● **Text block**:
Annandale
Founded
1836
Owner
Annandale Distillery Company
Capacity
500,000 Litres
Location
Lowland
Visitors to the cask-filling room at the Annandale distillery in Dumfries & Galloway, south-west Scotland, will find a life-size picture of Rugby Union legend and indefatigable campaigner for Motor Neurone disease, Doddie Weir. Sadly, gentle giant Doddie died in November, but not before he had raised huge amounts for his Foundation and in doing so, inspired many with his bravery and stoic good humour. He is pictured in 2014 hammering the bung into Annandale’s first cask of peated malt – Cask 40.
In December, 2017, by now suffering from MND, he returned to the distillery to broach that same cask. From it, 99 bottles were auctioned and raised £27,800 for the charity. To find the beginnings of his association with Annandale, we must go back to 2007 when the moribund distillery, closed by then owners Johnnie Walker in 1924, was revived by two scientists/business people, Professor David Thomson and Teresa Church; the former looking for a good reason to re-establish roots in his native Scotland, and she passionate about restoring old historic buildings.

● **Instructions**:
1. Summarize the Annandale distillery text in exactly two sentences.
2. Give every four-digit year in the Annandale distillery text, in the order they appear.
3. Write the next part of the Annandale distillery text, starting after its final sentence.
The data that come next are not used in any of this.

(Records taken from a dataset)
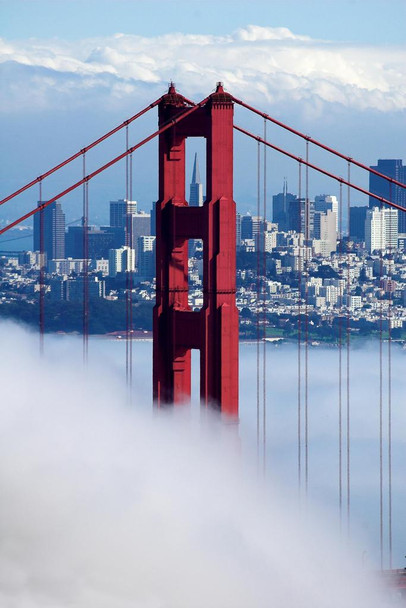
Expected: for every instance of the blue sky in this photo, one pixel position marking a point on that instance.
(373, 21)
(71, 70)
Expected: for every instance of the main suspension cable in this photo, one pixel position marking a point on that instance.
(299, 331)
(340, 376)
(390, 389)
(41, 274)
(348, 410)
(257, 247)
(381, 547)
(306, 404)
(85, 246)
(264, 312)
(318, 143)
(78, 154)
(381, 199)
(112, 162)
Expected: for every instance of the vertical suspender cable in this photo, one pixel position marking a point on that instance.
(299, 338)
(306, 412)
(381, 391)
(128, 264)
(340, 368)
(264, 313)
(348, 420)
(390, 389)
(41, 273)
(130, 320)
(85, 246)
(257, 245)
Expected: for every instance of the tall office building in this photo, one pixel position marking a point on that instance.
(301, 217)
(196, 187)
(381, 229)
(357, 223)
(238, 230)
(246, 227)
(327, 202)
(146, 257)
(119, 210)
(280, 208)
(392, 167)
(141, 226)
(53, 220)
(99, 241)
(121, 260)
(325, 230)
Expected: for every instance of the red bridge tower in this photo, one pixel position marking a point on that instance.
(214, 329)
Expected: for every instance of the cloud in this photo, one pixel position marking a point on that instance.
(105, 505)
(262, 64)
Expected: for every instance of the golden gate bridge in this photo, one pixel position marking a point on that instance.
(213, 330)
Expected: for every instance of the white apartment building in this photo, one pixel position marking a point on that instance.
(381, 229)
(121, 260)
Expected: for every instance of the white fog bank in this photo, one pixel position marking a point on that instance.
(105, 505)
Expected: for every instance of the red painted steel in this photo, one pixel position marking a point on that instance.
(80, 153)
(381, 199)
(214, 329)
(318, 143)
(101, 169)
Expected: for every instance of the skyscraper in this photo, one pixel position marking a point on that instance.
(392, 167)
(325, 230)
(357, 223)
(53, 221)
(119, 210)
(327, 202)
(280, 208)
(141, 226)
(381, 229)
(146, 257)
(196, 187)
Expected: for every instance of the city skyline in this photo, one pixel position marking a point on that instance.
(231, 283)
(347, 90)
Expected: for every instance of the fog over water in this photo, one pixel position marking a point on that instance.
(109, 504)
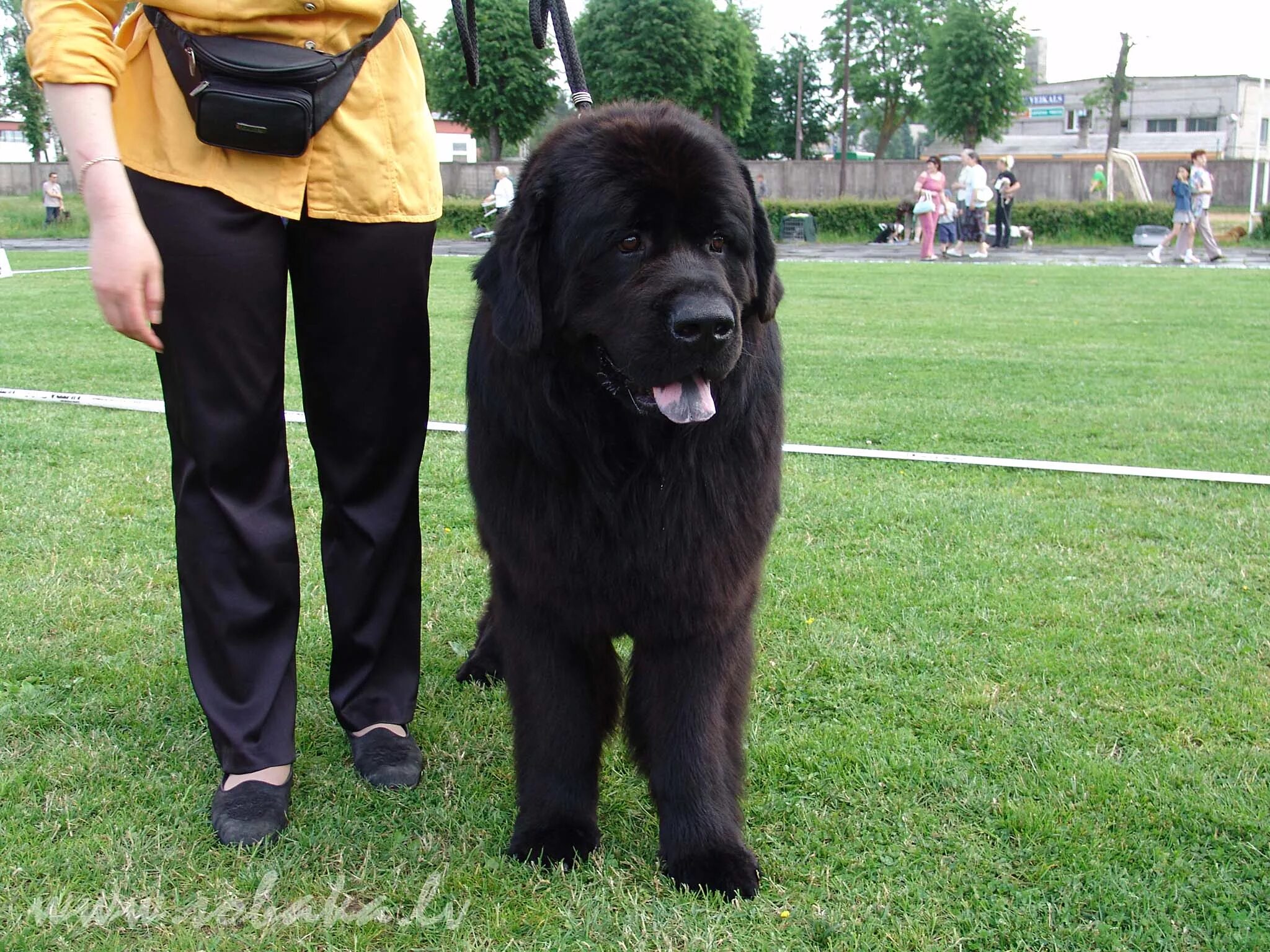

● **Answers below**:
1. The Annandale distillery in Dumfries & Galloway displays a life-size picture of Rugby Union legend Doddie Weir, who hammered the bung into its first cask of peated malt, Cask 40, in 2014 and returned in December 2017, by then suffering from MND, to broach it, with 99 bottles auctioned for £27,800 for the charity. The distillery, closed by Johnnie Walker in 1924, was revived in 2007 by Professor David Thomson and Teresa Church.

2. 1836, 2014, 2017, 2007, 1924

3.
With an eye to publicity, the first – unpeated – cask was auctioned and fetched a newsworthy £1 million. Being a big enthusiast for Scottish rugby, Professor Thomson asked Doddie Weir – who incredibly had previously designed the distillery’s effluent system – to come and help fill the first cask of peated malt as a favour.
While the vast proportion of those early 2014 and ’15 vintages is likely to remain a rarity for some time to come, the company reports excellent maturing whiskies from 2016 and ’17 and these will be bottled and released as Founders’ Selection ‘because that’s exactly what they are.’
Of existing offerings, always bottled at cask strength, Man O’Sword is a smoky, peated malt boasting 45ppm phenolics, while Man O’Words is unpeated and fruity. The latter might have gone down well with one long-ago customer at The Globe Inn in nearby Dumfries, now part of the Annandale company. The Globe is said to have been the poet’s favourite howff.